## 課題 A:
このインタビュー記事において聞き手が投げかけた問いを、冒頭の「―」を除き、記載どおりにすべて列挙してください。
## 課題 B:
このインタビュー記事のうち、「ジョナサン:歳を重ねるにつれ」から始まり「ォーカスしていきたいのです。」で終わる箇所を一字一句そのまま書き写してください。

## 選定テキスト:
********

ジョナサン:歳を重ねるにつれ、自分のやっていることに自信が持てるようになりましたし、フォーカスしたいところがより明確に見えてきました。ブランドがこれだけ大きくなるとリソースもかなり豊かになるので、自分がかなえたかった夢を実現できるようになってきたと思います。
―具体的にはどんな夢がかなえられましたか?
ジョナサン:今こうして東京のお店に立っていることでしょうか。東京は私の大好きな街の一つなんです。東京のファッションはベストだと思いますし、日本の方はファッションやクリエイティビティへの理解が深いと感じます。ブランドを理解してもらうには長い時間が掛かるものですが、日本では設立当時から人々がJW アンダーソンというブランドを理解し、支持してくれました。
―近年のコレクションでシルエットやフォルムに注力している理由は?
ジョナサン:今、私がこだわっているのがオフ・シルエット(体から離れたゆったりとしたシルエット)、新しいシルエットに対するアイデアなんです。ファッションはこれまでもシルエットによって変化してきました。なのでフォーカスしていきたいのです。
―服の生産背景についてはどういった考えをお持ちですか?

********

データセットに収録された項目
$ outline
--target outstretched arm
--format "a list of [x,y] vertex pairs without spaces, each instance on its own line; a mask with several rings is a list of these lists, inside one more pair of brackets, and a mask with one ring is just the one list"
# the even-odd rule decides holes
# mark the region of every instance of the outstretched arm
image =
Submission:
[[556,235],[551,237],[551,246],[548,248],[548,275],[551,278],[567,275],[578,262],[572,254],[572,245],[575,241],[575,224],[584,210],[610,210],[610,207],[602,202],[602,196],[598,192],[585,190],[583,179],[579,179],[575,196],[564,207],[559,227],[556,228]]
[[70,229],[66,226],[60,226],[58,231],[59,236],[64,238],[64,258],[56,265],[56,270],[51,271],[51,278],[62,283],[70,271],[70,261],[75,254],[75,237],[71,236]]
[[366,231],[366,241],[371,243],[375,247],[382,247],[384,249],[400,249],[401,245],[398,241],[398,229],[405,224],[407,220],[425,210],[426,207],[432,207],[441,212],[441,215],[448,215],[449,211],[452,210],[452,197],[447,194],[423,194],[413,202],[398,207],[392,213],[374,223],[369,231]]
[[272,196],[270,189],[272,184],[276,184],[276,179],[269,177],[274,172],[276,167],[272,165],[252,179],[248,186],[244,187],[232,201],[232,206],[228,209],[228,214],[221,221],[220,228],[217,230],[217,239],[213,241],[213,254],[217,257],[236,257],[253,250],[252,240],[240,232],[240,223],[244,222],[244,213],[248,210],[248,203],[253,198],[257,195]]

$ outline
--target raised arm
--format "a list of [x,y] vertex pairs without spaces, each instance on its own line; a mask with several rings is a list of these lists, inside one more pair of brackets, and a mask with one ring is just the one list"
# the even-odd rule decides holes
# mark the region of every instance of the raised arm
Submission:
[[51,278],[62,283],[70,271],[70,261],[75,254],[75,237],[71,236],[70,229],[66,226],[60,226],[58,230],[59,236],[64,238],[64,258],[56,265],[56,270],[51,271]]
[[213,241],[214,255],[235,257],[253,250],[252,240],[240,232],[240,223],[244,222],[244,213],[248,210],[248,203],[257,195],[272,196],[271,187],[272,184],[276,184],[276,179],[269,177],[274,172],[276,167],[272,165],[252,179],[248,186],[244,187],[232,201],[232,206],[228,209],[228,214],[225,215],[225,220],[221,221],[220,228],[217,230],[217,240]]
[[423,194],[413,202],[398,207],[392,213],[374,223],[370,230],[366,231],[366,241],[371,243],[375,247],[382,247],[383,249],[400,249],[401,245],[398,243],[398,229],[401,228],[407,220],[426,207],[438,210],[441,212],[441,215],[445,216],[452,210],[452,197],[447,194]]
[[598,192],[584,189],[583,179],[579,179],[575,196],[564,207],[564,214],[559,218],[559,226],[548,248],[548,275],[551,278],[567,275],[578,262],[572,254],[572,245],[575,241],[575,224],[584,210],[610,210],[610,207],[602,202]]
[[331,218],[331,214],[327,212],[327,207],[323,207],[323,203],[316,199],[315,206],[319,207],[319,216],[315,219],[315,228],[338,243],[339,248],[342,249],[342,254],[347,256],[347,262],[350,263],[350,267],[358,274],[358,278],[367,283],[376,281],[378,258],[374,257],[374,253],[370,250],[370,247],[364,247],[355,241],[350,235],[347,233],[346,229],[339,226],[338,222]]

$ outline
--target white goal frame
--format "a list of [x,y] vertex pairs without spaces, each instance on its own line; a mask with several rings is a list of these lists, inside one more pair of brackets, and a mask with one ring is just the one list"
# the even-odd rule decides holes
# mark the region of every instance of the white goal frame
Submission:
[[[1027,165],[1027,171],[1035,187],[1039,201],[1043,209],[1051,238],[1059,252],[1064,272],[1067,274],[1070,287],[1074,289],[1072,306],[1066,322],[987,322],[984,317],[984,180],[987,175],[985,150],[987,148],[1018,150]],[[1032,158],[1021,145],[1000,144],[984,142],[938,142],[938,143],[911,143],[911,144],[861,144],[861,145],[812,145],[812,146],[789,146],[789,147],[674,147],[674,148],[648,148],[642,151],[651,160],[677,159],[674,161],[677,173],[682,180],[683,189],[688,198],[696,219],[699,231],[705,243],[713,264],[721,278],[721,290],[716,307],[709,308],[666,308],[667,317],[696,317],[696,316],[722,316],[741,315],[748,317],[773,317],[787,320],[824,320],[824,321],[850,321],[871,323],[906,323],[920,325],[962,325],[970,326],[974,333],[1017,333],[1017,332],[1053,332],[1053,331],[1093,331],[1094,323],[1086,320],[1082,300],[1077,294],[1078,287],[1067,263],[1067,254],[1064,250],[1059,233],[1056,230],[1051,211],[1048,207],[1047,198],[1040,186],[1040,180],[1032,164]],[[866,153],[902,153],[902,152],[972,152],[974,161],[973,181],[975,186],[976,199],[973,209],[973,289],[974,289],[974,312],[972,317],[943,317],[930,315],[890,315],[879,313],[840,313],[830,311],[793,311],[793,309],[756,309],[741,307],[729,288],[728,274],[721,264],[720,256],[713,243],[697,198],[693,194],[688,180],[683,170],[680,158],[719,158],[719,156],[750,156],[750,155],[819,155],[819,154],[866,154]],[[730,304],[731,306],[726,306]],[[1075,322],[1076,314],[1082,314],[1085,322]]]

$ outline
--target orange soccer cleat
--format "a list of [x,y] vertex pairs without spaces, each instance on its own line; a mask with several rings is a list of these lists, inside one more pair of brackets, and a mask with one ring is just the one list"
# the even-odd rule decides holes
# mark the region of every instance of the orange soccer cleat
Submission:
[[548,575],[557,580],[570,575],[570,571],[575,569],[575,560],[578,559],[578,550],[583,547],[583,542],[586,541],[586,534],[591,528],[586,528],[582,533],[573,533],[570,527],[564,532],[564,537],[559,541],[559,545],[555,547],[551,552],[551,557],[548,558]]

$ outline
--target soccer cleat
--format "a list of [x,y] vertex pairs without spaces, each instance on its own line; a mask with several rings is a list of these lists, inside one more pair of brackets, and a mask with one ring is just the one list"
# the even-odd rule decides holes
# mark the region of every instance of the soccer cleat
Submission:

********

## 解答 A:
具体的にはどんな夢がかなえられましたか?
近年のコレクションでシルエットやフォルムに注力している理由は?
服の生産背景についてはどういった考えをお持ちですか?

## 解答 B:
ジョナサン:歳を重ねるにつれ、自分のやっていることに自信が持てるようになりましたし、フォーカスしたいところがより明確に見えてきました。ブランドがこれだけ大きくなるとリソースもかなり豊かになるので、自分がかなえたかった夢を実現できるようになってきたと思います。
―具体的にはどんな夢がかなえられましたか?
ジョナサン:今こうして東京のお店に立っていることでしょうか。東京は私の大好きな街の一つなんです。東京のファッションはベストだと思いますし、日本の方はファッションやクリエイティビティへの理解が深いと感じます。ブランドを理解してもらうには長い時間が掛かるものですが、日本では設立当時から人々がJW アンダーソンというブランドを理解し、支持してくれました。
―近年のコレクションでシルエットやフォルムに注力している理由は?
ジョナサン:今、私がこだわっているのがオフ・シルエット(体から離れたゆったりとしたシルエット)、新しいシルエットに対するアイデアなんです。ファッションはこれまでもシルエットによって変化してきました。なのでフォーカスしていきたいのです。